• [EXERCISE REQUIREMENTS]: Exactly as given, write out the lines from the one containing "TARGET = wooden drawer" through the end of the listing, with both ends included and nothing else.

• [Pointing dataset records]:
====
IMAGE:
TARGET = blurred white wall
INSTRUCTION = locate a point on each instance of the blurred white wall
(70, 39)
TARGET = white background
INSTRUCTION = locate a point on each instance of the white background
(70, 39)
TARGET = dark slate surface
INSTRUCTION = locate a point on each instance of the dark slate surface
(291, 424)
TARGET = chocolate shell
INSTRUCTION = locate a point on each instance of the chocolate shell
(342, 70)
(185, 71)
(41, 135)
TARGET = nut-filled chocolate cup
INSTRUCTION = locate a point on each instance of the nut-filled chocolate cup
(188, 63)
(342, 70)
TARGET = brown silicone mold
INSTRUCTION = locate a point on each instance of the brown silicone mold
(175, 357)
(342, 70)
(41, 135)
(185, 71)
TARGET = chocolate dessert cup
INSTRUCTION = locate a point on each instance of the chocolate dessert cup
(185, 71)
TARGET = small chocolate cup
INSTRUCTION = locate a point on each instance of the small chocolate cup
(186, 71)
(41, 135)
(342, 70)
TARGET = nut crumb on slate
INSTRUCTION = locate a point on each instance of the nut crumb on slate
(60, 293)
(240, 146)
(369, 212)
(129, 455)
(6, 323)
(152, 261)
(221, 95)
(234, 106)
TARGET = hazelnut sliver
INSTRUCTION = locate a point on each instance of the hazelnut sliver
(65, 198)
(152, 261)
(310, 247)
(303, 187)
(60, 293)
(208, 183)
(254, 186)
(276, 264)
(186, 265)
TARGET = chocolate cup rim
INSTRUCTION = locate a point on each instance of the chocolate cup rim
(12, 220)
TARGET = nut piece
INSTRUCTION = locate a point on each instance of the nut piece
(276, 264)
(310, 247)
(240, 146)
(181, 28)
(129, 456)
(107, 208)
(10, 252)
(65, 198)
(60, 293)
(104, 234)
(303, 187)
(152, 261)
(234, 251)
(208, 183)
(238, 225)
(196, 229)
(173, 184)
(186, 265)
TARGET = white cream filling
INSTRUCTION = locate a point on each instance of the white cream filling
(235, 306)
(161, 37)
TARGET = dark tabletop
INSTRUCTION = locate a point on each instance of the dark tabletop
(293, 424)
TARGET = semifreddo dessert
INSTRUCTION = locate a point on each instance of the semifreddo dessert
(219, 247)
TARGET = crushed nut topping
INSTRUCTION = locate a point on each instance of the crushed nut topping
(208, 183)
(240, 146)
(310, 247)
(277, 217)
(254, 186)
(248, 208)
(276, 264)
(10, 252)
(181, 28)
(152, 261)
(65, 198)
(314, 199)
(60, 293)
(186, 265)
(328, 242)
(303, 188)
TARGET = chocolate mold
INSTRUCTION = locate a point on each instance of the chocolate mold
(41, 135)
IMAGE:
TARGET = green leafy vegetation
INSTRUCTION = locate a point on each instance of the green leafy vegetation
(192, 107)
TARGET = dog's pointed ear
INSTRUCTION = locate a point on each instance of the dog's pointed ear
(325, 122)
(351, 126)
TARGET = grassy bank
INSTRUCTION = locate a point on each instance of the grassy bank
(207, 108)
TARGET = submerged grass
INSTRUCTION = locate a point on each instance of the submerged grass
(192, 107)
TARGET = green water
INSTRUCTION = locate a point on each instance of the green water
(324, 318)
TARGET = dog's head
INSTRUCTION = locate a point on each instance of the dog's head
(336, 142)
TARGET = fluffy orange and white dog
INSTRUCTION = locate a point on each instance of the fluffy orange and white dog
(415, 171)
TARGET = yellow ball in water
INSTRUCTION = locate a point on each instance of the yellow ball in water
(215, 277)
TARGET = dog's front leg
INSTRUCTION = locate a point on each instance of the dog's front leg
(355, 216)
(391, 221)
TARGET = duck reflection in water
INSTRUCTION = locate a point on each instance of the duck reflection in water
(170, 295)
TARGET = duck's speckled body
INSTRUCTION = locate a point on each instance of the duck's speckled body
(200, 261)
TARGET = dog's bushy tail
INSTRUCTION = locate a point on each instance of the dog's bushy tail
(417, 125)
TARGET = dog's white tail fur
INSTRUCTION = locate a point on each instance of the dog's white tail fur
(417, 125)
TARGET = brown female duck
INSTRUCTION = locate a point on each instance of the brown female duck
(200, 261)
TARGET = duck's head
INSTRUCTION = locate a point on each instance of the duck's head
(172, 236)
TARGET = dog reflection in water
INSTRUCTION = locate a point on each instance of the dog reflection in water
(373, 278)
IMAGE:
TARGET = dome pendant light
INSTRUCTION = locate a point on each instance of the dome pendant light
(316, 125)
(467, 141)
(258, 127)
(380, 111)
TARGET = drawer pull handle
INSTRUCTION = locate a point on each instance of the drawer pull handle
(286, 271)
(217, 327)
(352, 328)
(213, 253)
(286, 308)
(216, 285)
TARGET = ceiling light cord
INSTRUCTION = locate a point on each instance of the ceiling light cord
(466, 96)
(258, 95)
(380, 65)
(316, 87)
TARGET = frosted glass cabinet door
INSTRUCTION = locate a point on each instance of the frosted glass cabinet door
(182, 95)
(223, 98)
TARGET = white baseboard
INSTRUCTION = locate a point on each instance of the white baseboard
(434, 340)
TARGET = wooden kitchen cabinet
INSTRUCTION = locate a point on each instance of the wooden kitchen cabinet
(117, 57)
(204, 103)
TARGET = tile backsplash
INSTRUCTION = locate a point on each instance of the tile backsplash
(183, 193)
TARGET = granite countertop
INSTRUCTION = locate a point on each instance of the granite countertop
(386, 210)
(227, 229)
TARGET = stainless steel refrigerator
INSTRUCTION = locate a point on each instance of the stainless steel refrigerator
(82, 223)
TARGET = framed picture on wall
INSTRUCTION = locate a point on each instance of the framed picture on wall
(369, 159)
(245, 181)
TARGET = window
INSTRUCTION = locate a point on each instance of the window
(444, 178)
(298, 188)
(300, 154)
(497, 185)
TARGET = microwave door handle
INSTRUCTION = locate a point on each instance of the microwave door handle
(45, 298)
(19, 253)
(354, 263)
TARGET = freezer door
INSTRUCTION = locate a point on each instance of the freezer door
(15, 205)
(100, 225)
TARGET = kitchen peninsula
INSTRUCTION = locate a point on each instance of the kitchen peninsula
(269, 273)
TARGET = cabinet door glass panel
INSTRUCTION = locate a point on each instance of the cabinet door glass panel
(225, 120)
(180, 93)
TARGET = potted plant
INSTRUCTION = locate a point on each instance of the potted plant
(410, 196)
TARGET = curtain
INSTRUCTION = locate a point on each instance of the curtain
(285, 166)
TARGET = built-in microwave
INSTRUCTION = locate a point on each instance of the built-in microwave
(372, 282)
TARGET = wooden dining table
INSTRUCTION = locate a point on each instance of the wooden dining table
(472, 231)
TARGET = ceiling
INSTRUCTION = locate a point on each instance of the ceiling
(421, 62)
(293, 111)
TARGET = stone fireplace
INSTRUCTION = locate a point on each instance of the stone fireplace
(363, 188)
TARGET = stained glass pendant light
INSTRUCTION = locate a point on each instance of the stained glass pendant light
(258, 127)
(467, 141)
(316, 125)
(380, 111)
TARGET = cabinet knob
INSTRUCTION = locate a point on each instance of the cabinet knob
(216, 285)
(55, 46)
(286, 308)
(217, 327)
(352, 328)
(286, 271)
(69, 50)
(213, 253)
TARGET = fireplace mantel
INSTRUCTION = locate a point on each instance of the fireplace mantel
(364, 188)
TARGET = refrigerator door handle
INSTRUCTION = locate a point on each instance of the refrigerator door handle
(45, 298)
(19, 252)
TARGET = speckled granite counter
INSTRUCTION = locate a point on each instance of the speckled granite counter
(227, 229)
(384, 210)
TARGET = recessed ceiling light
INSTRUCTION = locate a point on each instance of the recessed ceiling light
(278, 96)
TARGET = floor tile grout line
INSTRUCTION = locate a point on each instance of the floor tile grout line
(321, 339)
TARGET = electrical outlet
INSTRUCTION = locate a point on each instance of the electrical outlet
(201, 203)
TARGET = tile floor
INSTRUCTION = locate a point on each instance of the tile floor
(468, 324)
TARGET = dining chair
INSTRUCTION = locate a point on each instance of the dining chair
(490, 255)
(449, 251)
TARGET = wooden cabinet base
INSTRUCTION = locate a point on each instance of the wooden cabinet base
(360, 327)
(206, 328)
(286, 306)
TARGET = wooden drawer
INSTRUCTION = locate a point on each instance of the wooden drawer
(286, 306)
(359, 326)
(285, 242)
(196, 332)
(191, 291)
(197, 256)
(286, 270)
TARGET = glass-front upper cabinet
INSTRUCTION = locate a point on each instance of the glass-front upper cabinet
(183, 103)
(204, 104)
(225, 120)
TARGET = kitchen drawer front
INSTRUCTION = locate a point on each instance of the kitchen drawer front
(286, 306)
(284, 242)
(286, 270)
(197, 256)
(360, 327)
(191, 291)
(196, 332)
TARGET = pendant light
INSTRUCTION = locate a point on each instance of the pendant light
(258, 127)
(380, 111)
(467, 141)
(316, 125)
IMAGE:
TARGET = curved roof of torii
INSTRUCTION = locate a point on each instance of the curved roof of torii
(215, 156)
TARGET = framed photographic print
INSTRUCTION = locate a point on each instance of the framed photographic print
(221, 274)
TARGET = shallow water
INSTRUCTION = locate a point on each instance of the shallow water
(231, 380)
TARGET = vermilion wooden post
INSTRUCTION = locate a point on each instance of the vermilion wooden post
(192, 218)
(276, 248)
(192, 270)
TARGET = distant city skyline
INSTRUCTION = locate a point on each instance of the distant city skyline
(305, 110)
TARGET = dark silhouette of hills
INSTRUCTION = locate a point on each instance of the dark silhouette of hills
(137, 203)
====
• [SOLUTION FOR THIS PROBLEM]:
TARGET = wooden drawer
INSTRUCTION = locate a point on each instance of the wooden drawer
(286, 306)
(359, 326)
(285, 242)
(196, 332)
(191, 291)
(197, 256)
(286, 270)
TARGET = glass-front upper cabinet
INSTRUCTION = locate a point on each instance of the glass-front upper cabinet
(183, 103)
(204, 104)
(225, 120)
TARGET = kitchen drawer front
INSTRUCTION = locate a point on each instance of the kitchen drawer front
(286, 306)
(284, 242)
(286, 270)
(197, 256)
(360, 327)
(191, 291)
(196, 332)
TARGET = pendant light
INSTRUCTION = locate a point on each instance of the pendant light
(258, 127)
(380, 111)
(467, 141)
(316, 125)
IMAGE:
TARGET = curved roof of torii
INSTRUCTION = locate a point on each instance of the curved roof of torii
(215, 156)
TARGET = framed photographic print
INSTRUCTION = locate a point on each instance of the framed photographic print
(221, 274)
TARGET = shallow water
INSTRUCTION = locate a point on each instance of the shallow water
(231, 380)
TARGET = vermilion wooden post
INSTRUCTION = locate a point on each instance of the vermilion wooden post
(192, 218)
(276, 248)
(192, 270)
TARGET = distant city skyline
INSTRUCTION = locate a point on each instance of the distant city skyline
(305, 110)
TARGET = dark silhouette of hills
INSTRUCTION = locate a point on each instance of the dark silhouette of hills
(137, 203)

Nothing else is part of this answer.